(List of tasks)
• A. Answer these questions using the Narco Act text:
(i) In what kind of case does the text say the Privacy Commissioner of Ontario has jurisdiction?
(ii) Which section of the federal Charter of Rights does the text cite?
(iii) What did the Narco Act mandate the creation of, according to the text's final paragraph?
• B. Reproduce the passage of the Narco Act text starting at "Finally, the Narco" and ending at "narcotic drug usage.".

(Study text)
------------------------------

Not only does the Narco Act increase violence, but it also subverts a person’s right to keep his information out of the hands of the state. The government has effectively turned the average pharmacist into a spy for the state medical bureaucracy. It used to be that medical information was subject to doctor-patient confidentiality. The government had no right to learn of the details of dealings between doctors and patients, or pharmacists and customers, unless voluntarily disclosed. Just as the government has no place in the bedrooms of the nation, it has no place in the medical offices or pharmacies of the nation. But the Narco Act now throws the right to resist government-mandated spying into the waste bin.
One would think that the Privacy Commissioner of Ontario would have a word to say about this. However, the Privacy Commissioner has jurisdiction only in cases where the law does not mandate forced disclosure of private information. Because the Narco Act mandates such disclosure, the Privacy Commissioner has no legal authority to stop it.
Perhaps section 7 of the federal Charter of Rights can come to rescue. After all, it states that “Everyone has the right to life, liberty and security of the person.” By forcing pharmacists to act as spies for the state, the government is depriving citizens of liberty and security because:
1) Liberty demands that even though the government can ask for information, any doctor, pharmacist, or individual has the right to refuse to comply with the government’s demands for such information.
2) Security of the person is possible only when the state does not force individuals to divulge information that can be later used arbitrarily against them.
However, history has proven that the Supreme Court of Canada has been the place where traditional freedoms go to die. If a challenge to the Narco Act was ever to reach the SCC (and it is unlikely it ever would), it is not unreasonable to expect that the learned judges would cast their vote in favour of their fellow government friends and the state’s intrusive laws. Birds of a feather flock together.
Finally, the Narco Act has mandated the creation of a large computer database with a commensurate and expensive army of IT personnel, data analysts and medical inspectors. If the government was to instead leave this money in the pockets of citizens, then some drug users might be left with money for drug treatment. Others might enjoy a higher standard of living that might reduce the urge to partake in narcotic drug usage.

------------------------------

(Image-grounded pointing data)
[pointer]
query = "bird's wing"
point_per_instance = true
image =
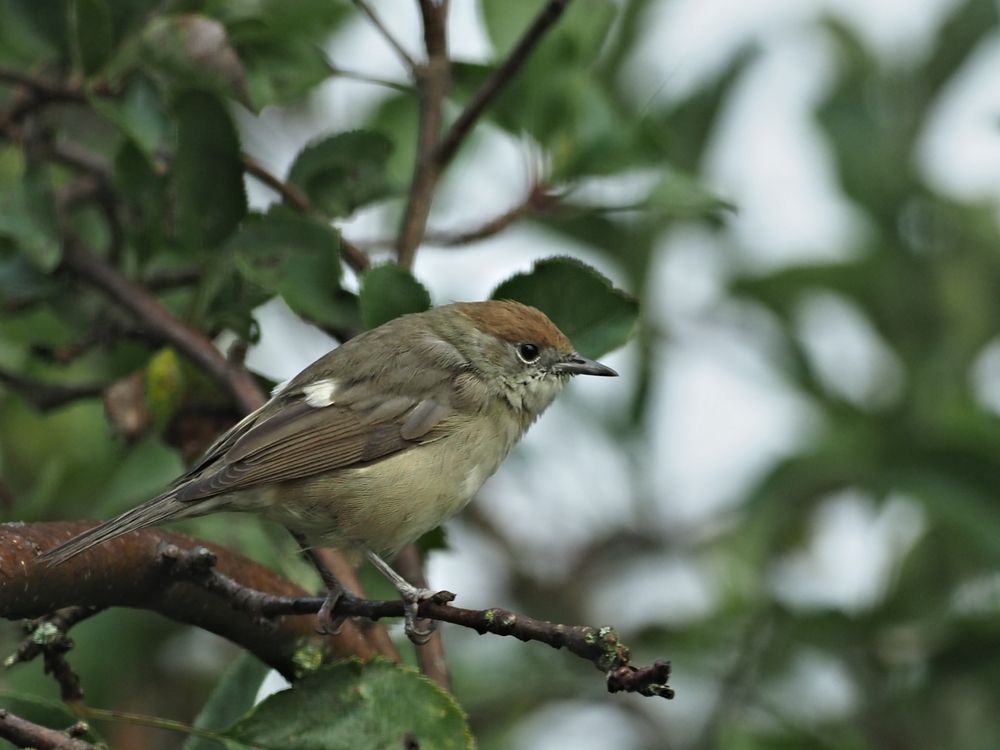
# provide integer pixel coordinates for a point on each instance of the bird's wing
(300, 440)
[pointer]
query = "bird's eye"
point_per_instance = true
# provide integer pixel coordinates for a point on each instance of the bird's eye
(528, 353)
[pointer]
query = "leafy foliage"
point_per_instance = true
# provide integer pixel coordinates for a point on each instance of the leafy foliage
(594, 315)
(389, 291)
(142, 152)
(355, 705)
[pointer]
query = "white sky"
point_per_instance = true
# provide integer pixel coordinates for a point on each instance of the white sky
(719, 412)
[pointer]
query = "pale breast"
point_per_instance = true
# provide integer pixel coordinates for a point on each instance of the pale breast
(391, 502)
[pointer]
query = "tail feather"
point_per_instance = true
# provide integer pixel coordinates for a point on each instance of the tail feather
(150, 513)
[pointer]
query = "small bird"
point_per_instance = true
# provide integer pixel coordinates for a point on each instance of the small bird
(380, 440)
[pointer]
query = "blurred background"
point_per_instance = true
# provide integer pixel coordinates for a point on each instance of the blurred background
(793, 491)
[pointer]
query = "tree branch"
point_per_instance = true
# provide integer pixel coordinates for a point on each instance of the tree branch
(502, 76)
(408, 61)
(430, 654)
(433, 82)
(130, 572)
(47, 396)
(601, 646)
(23, 733)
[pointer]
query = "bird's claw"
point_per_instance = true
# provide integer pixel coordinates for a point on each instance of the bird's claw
(327, 622)
(418, 633)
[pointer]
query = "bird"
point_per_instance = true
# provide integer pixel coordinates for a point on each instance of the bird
(378, 441)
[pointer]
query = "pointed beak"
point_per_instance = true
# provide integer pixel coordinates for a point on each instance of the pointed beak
(574, 364)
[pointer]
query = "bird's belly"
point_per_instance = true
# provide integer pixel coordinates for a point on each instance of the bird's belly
(387, 504)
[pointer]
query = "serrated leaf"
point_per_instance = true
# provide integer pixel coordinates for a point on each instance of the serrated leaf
(355, 705)
(580, 301)
(208, 172)
(46, 713)
(232, 697)
(389, 291)
(283, 71)
(344, 171)
(298, 258)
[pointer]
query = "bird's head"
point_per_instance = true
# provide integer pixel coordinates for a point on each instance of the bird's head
(518, 350)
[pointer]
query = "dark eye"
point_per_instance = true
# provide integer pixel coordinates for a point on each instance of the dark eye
(528, 353)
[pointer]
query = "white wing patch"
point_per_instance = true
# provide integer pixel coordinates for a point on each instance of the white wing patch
(320, 394)
(474, 479)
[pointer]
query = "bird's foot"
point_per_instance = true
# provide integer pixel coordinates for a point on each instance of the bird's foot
(418, 631)
(327, 622)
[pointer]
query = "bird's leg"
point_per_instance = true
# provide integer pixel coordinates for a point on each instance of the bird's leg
(412, 596)
(328, 623)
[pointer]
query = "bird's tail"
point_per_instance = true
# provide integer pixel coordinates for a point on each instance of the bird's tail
(159, 509)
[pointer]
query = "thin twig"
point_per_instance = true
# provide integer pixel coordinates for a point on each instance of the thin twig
(353, 75)
(539, 200)
(128, 572)
(408, 61)
(147, 309)
(23, 733)
(354, 256)
(48, 89)
(500, 78)
(601, 646)
(433, 82)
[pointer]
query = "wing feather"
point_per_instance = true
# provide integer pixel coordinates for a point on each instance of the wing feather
(300, 440)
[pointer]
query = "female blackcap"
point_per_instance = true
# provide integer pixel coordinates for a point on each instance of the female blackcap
(383, 438)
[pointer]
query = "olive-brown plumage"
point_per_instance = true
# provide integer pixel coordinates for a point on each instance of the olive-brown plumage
(381, 439)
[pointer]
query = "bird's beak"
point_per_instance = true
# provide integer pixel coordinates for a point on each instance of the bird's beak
(574, 364)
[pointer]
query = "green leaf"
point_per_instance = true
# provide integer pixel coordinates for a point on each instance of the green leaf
(389, 291)
(298, 258)
(208, 172)
(343, 172)
(580, 301)
(90, 22)
(233, 696)
(194, 51)
(354, 705)
(282, 71)
(399, 115)
(27, 217)
(46, 713)
(683, 195)
(22, 283)
(139, 114)
(143, 192)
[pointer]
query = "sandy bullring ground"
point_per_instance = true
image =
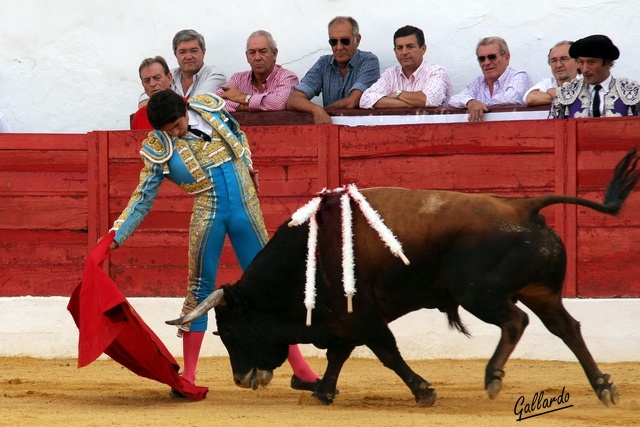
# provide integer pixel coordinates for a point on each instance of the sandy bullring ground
(54, 392)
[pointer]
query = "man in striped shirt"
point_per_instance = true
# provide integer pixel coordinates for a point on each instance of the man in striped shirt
(499, 83)
(267, 86)
(413, 83)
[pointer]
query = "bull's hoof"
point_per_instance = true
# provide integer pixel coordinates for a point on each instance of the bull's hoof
(493, 383)
(426, 398)
(607, 391)
(493, 388)
(324, 398)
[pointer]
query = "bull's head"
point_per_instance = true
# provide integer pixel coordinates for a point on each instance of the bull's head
(253, 357)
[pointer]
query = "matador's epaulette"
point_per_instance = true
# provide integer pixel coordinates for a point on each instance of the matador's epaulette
(629, 91)
(569, 91)
(157, 147)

------------------------------

(Answers to the problems)
• A.
(i) Only in cases where the law does not mandate forced disclosure of private information.
(ii) Section 7.
(iii) A large computer database, with a commensurate and expensive army of IT personnel, data analysts and medical inspectors.

• B.
Finally, the Narco Act has mandated the creation of a large computer database with a commensurate and expensive army of IT personnel, data analysts and medical inspectors. If the government was to instead leave this money in the pockets of citizens, then some drug users might be left with money for drug treatment. Others might enjoy a higher standard of living that might reduce the urge to partake in narcotic drug usage.